:: TRECHO ::
▶

Matas ajudam a limpar ar, controlar temperatura
e drenar água
Ao longo do século 19, o Rio
de Janeiro aprendeu, da pior forma, que a devastação de suas florestas nativas
poderia comprometer a sobrevivência da cidade. A então capital do império
sofria uma crise hídrica. Grande parte da água que abastecia a cidade vinha do
Maciço da Tijuca, uma área antes ocupada por floresta tropical que fora muito
desmatada para cultivos agrícolas.
Sem a mata para proteger os
mananciais, a água que abastecia a cidade passou a rarear. O que se segue é uma
história bastante conhecida: o imperador Dom Pedro II decidiu preservar o que
restava da mata e reflorestar as áreas degradadas, com mudas que não tivessem
“menos de três anos, nem mais de 15 de idade”.
Hoje, mais de 150 anos depois,
estudos sobre ecologia, poluição atmosférica e climatologia comprovam como a
preservação e expansão de florestas são importantes para as grandes cidades,
trazendo benefícios como melhorar a qualidade do ar, amenizar o calor, evitar
enchentes e escorregamentos de terra, garantir o abastecimento de água potável
e servir como áreas de lazer para a população.
Estudo recente realizado pela
Universidade Federal do Rio de Janeiro (UFRJ), em parceria com a Universidade
Veiga de Almeida, mostrou que a Floresta da Tijuca pode ajudar a limpar a
atmosfera de hidrocarbonetos, poluentes nocivos para a saúde humana.
A pesquisa, realizada entre
outubro de 2022 e março deste ano, revelou que o ar coletado no Parque Nacional
da Tijuca tinha até sete vezes menos hidrocarbonetos do que aquele coletado em
Del Castilho, bairro totalmente urbanizado e sem grandes concentrações de
vegetação, localizado a cerca de 5 quilômetros de distância, em linha reta, da
Floresta da Tijuca.
O estudo não conseguiu
concluir se a floresta funcionava como uma barreira física para o ar poluído ou
se sua vegetação tinha um efetivo papel na absorção dos gases poluentes.

◀

:: ENUNCIADO ::
De acordo com o trecho sobre as florestas nas cidades, quantas vezes menos hidrocarbonetos havia no ar coletado no Parque Nacional da Tijuca em comparação com o ar de Del Castilho?

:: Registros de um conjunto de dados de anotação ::

▶

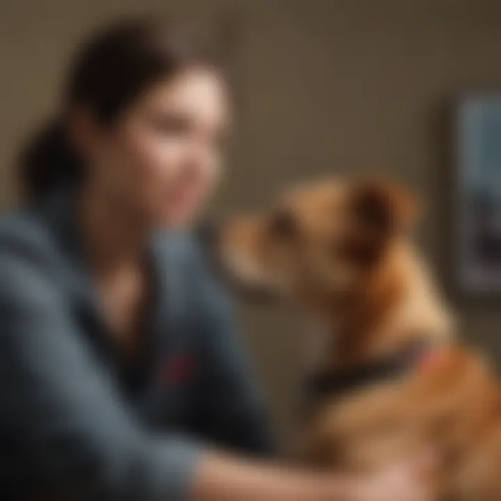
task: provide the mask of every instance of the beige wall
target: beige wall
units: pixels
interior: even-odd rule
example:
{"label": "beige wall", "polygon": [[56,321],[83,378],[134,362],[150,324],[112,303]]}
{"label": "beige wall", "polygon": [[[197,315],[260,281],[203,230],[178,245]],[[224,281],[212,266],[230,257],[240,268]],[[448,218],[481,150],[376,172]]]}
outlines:
{"label": "beige wall", "polygon": [[[62,65],[89,26],[167,0],[2,0],[1,196],[11,159],[53,106]],[[501,84],[496,0],[192,0],[201,26],[222,30],[240,111],[238,144],[219,209],[256,206],[285,182],[376,170],[421,193],[422,241],[444,283],[453,256],[449,198],[451,105]],[[187,5],[186,5],[187,4]],[[454,298],[465,333],[501,359],[496,301]],[[289,422],[301,366],[298,328],[284,312],[247,312],[247,332],[273,409]]]}

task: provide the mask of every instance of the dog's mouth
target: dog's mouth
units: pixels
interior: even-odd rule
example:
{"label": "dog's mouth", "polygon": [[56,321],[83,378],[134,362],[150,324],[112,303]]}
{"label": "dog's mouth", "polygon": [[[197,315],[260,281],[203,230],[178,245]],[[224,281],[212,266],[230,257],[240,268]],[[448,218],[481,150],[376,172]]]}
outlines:
{"label": "dog's mouth", "polygon": [[214,221],[205,222],[196,232],[207,261],[216,276],[237,296],[252,303],[271,304],[278,301],[276,288],[265,280],[257,280],[251,273],[243,271],[239,255],[234,250],[224,249],[224,225]]}

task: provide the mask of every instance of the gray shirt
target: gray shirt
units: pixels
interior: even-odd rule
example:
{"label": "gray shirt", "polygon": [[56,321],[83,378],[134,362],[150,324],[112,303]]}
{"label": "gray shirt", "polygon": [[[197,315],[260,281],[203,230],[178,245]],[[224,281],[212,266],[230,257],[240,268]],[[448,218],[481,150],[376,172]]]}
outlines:
{"label": "gray shirt", "polygon": [[125,366],[71,193],[0,222],[0,499],[185,500],[209,445],[272,448],[230,308],[189,237],[152,236],[146,347]]}

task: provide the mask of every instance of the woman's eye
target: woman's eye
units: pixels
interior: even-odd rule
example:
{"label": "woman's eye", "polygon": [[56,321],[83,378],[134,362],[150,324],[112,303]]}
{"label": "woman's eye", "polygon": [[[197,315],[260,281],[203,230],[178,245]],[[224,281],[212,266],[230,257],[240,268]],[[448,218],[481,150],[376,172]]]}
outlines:
{"label": "woman's eye", "polygon": [[191,127],[188,117],[182,115],[169,115],[157,117],[154,121],[155,128],[163,134],[182,135],[189,132]]}

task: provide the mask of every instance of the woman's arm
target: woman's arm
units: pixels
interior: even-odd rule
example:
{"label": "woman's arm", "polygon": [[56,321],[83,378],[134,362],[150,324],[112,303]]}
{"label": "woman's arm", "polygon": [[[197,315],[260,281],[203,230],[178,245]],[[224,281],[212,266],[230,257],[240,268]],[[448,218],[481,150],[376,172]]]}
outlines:
{"label": "woman's arm", "polygon": [[424,474],[429,456],[383,468],[372,475],[342,477],[207,456],[197,475],[193,501],[432,501]]}
{"label": "woman's arm", "polygon": [[[0,283],[0,433],[19,437],[26,471],[36,471],[63,498],[373,499],[345,495],[354,491],[344,481],[225,457],[185,437],[148,433],[122,401],[50,280],[31,263],[1,255]],[[25,471],[2,454],[0,449],[3,478],[9,478],[9,468],[17,468],[14,477]]]}

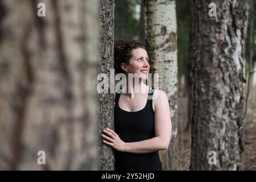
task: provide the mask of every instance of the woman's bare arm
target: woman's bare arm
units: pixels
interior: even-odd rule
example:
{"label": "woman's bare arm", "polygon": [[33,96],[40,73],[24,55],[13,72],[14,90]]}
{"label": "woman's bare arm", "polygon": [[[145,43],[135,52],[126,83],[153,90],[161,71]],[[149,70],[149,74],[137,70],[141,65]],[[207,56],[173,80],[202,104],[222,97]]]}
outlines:
{"label": "woman's bare arm", "polygon": [[170,143],[172,132],[172,121],[167,96],[163,91],[156,90],[157,98],[154,100],[155,127],[156,136],[145,140],[125,143],[114,131],[108,129],[103,131],[111,137],[103,135],[108,141],[103,142],[122,152],[146,154],[160,150],[167,150]]}

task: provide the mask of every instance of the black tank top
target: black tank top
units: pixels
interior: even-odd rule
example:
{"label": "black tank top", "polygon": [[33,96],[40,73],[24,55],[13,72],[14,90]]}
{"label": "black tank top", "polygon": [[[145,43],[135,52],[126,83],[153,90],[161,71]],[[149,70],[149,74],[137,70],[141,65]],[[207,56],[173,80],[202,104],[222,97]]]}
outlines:
{"label": "black tank top", "polygon": [[[115,131],[125,142],[147,140],[156,136],[155,113],[152,108],[154,89],[149,89],[148,100],[141,110],[129,112],[121,109],[118,104],[121,94],[116,93],[115,107]],[[162,170],[158,151],[148,154],[132,154],[115,150],[115,169]]]}

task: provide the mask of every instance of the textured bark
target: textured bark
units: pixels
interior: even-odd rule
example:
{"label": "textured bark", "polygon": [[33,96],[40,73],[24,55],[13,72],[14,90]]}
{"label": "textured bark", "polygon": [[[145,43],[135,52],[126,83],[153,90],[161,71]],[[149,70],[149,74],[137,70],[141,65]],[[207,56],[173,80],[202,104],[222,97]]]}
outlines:
{"label": "textured bark", "polygon": [[140,16],[139,24],[139,39],[140,42],[145,43],[145,0],[141,0],[140,2]]}
{"label": "textured bark", "polygon": [[1,169],[96,169],[97,6],[1,1]]}
{"label": "textured bark", "polygon": [[145,1],[145,3],[146,43],[152,63],[152,71],[154,73],[159,74],[159,89],[167,94],[172,115],[171,142],[168,150],[162,151],[160,155],[164,170],[177,169],[177,49],[175,1]]}
{"label": "textured bark", "polygon": [[[106,73],[110,77],[110,69],[113,68],[114,41],[114,1],[101,1],[100,7],[100,55],[99,57],[100,72]],[[110,89],[109,88],[109,92]],[[114,95],[113,94],[99,94],[99,131],[102,134],[104,129],[113,129]],[[103,144],[100,139],[99,146],[98,169],[99,170],[113,170],[114,157],[110,147]]]}
{"label": "textured bark", "polygon": [[[212,1],[194,4],[192,170],[242,169],[245,0],[216,0],[217,17],[208,15]],[[217,164],[209,164],[210,151]]]}

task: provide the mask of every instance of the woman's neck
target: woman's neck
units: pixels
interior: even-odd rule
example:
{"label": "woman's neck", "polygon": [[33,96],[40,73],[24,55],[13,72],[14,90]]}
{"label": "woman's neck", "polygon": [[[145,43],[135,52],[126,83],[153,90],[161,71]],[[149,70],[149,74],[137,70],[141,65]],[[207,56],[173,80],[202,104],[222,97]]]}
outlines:
{"label": "woman's neck", "polygon": [[124,88],[123,92],[125,93],[131,98],[138,94],[145,94],[148,93],[148,86],[141,81],[139,83],[133,82],[132,84],[127,83],[126,86]]}

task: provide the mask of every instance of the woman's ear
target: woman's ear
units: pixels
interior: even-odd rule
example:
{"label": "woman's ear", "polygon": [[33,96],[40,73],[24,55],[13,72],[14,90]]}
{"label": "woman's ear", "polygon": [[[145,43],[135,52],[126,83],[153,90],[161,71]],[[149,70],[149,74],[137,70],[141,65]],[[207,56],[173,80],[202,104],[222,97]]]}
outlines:
{"label": "woman's ear", "polygon": [[124,63],[121,64],[121,68],[125,72],[127,72],[127,65]]}

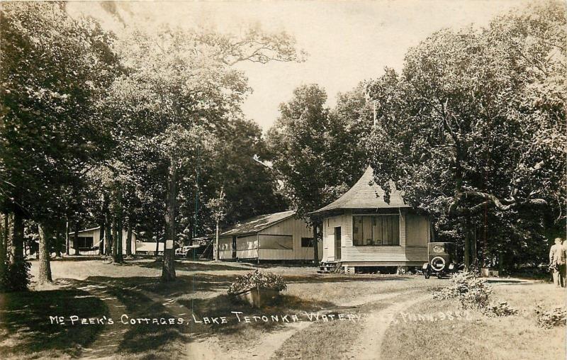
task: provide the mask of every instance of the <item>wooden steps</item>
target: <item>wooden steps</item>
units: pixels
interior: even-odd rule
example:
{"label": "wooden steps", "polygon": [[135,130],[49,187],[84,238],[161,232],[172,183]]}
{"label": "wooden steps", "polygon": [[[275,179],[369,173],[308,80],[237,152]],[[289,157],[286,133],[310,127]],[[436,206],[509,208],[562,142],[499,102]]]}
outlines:
{"label": "wooden steps", "polygon": [[317,271],[319,274],[331,274],[337,272],[337,263],[336,262],[322,262],[319,264],[319,270]]}

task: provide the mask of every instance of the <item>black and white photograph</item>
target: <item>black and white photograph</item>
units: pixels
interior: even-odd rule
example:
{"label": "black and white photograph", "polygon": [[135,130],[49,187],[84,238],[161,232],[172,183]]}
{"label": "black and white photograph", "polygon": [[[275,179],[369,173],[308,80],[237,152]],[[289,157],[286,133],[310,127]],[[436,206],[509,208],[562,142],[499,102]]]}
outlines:
{"label": "black and white photograph", "polygon": [[0,359],[567,359],[565,0],[0,0]]}

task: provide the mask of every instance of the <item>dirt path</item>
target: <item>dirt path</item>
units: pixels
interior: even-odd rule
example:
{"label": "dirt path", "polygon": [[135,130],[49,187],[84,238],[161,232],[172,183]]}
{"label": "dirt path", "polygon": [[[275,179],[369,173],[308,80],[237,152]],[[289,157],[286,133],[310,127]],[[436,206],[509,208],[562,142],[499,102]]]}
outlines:
{"label": "dirt path", "polygon": [[[398,295],[400,295],[399,293]],[[412,297],[411,299],[395,303],[384,309],[370,313],[364,323],[364,330],[351,351],[352,358],[361,360],[380,359],[382,341],[390,323],[400,312],[420,303],[430,294]]]}

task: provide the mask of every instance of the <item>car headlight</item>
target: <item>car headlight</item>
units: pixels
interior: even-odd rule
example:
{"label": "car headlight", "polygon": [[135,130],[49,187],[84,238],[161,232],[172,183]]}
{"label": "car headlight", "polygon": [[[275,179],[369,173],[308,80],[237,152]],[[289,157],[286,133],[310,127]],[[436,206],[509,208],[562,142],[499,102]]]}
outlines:
{"label": "car headlight", "polygon": [[443,247],[443,245],[435,245],[433,247],[433,252],[436,254],[441,254],[444,251],[445,248]]}

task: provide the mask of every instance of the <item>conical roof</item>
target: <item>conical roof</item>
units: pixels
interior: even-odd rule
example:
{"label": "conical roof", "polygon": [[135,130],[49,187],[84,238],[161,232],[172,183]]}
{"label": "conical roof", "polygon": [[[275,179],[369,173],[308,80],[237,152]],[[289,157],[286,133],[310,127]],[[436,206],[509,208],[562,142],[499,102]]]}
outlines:
{"label": "conical roof", "polygon": [[342,196],[324,208],[313,211],[320,213],[335,209],[375,209],[384,208],[409,208],[403,201],[402,192],[398,191],[391,184],[390,203],[384,201],[384,191],[378,186],[374,179],[374,170],[368,167],[357,184]]}

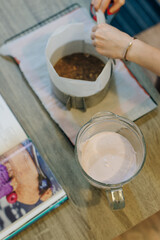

◀

:: RESPOSTA ::
Até sete vezes menos.